(Annotation entries with coordinates)
## BEGIN
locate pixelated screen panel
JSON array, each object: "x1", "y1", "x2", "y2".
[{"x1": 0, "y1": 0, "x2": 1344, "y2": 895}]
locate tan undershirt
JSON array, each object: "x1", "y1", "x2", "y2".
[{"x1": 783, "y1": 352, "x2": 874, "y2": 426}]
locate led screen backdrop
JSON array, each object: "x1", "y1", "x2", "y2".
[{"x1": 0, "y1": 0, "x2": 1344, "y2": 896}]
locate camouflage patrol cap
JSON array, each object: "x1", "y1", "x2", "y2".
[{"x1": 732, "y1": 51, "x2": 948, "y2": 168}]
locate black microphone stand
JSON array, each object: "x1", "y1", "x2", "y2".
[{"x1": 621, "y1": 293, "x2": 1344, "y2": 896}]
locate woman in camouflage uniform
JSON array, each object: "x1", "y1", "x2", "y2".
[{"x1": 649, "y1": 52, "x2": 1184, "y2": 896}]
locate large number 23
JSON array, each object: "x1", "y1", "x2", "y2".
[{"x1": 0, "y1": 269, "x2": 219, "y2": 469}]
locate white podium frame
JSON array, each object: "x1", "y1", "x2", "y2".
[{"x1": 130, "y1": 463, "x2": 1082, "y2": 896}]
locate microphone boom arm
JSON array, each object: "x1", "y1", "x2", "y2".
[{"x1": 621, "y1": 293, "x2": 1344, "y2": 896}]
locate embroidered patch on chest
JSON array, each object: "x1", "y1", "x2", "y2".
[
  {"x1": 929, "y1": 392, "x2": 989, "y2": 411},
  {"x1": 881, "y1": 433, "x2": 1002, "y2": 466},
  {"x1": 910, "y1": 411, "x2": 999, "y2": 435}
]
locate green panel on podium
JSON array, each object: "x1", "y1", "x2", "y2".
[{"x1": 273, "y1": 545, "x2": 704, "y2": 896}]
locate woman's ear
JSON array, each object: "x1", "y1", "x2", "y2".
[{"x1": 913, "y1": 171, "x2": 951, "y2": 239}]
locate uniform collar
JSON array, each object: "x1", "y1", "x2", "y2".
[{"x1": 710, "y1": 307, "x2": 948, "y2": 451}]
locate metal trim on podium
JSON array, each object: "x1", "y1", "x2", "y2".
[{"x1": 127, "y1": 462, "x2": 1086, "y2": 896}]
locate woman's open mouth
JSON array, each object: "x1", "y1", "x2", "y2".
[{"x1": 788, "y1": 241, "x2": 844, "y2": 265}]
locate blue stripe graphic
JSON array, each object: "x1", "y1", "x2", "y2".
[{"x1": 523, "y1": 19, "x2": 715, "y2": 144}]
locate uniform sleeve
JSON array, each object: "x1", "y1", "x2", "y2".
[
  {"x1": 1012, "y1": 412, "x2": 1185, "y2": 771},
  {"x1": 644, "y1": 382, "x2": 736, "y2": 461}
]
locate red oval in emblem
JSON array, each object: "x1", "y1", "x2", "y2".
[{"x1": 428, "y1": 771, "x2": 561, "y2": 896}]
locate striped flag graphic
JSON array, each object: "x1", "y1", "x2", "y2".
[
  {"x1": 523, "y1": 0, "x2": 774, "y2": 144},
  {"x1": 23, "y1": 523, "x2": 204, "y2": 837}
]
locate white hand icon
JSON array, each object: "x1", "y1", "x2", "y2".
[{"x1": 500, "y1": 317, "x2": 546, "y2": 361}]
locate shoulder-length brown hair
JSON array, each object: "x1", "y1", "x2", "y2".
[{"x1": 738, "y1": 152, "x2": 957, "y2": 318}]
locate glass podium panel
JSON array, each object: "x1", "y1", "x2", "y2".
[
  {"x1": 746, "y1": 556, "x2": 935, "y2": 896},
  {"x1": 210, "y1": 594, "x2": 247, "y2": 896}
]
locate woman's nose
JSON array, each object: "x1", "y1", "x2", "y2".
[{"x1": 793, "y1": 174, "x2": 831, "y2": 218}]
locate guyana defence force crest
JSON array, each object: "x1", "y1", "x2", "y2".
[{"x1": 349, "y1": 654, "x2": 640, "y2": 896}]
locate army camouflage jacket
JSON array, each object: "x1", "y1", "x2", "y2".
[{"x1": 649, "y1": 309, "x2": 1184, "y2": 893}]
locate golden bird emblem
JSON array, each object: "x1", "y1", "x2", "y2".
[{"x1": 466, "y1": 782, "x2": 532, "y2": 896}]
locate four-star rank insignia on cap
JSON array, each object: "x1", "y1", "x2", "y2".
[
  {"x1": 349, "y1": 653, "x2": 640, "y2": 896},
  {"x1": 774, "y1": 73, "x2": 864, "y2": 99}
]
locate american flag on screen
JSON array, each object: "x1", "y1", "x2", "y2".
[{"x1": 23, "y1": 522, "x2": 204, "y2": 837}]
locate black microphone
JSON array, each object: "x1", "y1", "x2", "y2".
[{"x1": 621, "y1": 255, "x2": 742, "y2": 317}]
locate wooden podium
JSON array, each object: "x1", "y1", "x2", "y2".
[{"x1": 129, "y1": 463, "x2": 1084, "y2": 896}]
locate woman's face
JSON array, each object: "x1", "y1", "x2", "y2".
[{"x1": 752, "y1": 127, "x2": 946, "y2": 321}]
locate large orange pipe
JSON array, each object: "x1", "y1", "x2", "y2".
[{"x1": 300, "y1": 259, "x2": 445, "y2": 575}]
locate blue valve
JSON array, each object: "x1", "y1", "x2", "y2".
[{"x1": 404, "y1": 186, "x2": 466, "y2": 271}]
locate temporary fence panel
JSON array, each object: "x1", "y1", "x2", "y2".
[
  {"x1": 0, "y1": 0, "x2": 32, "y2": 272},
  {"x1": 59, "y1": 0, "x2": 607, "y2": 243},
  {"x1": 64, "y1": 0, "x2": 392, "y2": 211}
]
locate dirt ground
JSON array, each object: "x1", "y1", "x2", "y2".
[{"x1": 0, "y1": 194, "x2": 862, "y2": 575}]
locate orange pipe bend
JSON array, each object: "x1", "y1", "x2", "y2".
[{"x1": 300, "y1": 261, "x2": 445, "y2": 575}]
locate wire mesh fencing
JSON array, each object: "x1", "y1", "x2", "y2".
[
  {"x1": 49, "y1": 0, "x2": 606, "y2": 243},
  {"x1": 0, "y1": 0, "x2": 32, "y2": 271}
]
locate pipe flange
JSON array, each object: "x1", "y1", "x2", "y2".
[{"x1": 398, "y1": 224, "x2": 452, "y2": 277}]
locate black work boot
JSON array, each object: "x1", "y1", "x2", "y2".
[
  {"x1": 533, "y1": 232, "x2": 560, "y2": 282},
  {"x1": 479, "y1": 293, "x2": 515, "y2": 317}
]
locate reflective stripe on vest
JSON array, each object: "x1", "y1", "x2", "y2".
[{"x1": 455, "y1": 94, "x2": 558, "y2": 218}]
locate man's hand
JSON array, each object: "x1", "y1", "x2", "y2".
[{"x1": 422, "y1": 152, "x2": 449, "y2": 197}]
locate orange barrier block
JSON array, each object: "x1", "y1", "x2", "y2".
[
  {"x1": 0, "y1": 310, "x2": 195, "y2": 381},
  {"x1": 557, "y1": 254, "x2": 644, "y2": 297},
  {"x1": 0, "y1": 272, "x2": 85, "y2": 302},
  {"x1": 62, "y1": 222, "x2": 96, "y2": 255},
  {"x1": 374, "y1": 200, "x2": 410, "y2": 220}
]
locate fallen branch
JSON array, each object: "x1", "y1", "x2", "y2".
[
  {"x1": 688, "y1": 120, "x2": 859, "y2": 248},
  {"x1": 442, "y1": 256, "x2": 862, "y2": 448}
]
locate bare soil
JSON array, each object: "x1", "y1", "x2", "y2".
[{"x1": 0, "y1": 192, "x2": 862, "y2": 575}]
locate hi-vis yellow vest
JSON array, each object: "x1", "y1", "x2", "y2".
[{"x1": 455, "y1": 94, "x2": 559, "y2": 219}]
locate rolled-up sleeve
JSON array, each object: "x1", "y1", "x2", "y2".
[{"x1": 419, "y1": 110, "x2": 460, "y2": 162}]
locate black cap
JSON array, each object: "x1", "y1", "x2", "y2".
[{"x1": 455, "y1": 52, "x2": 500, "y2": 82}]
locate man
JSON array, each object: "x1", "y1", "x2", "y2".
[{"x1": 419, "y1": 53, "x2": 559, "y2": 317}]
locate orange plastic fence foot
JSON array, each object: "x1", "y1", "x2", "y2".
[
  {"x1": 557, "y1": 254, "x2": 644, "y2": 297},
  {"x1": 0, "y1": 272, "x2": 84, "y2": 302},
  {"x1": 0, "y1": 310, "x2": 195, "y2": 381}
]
## END
**Brief**
Please pick out each line of the records above that contains the word "woman", and copy those lines.

**Exercise solution**
locate woman in camouflage uniform
locate woman's ear
locate woman's open mouth
locate woman's nose
locate woman's face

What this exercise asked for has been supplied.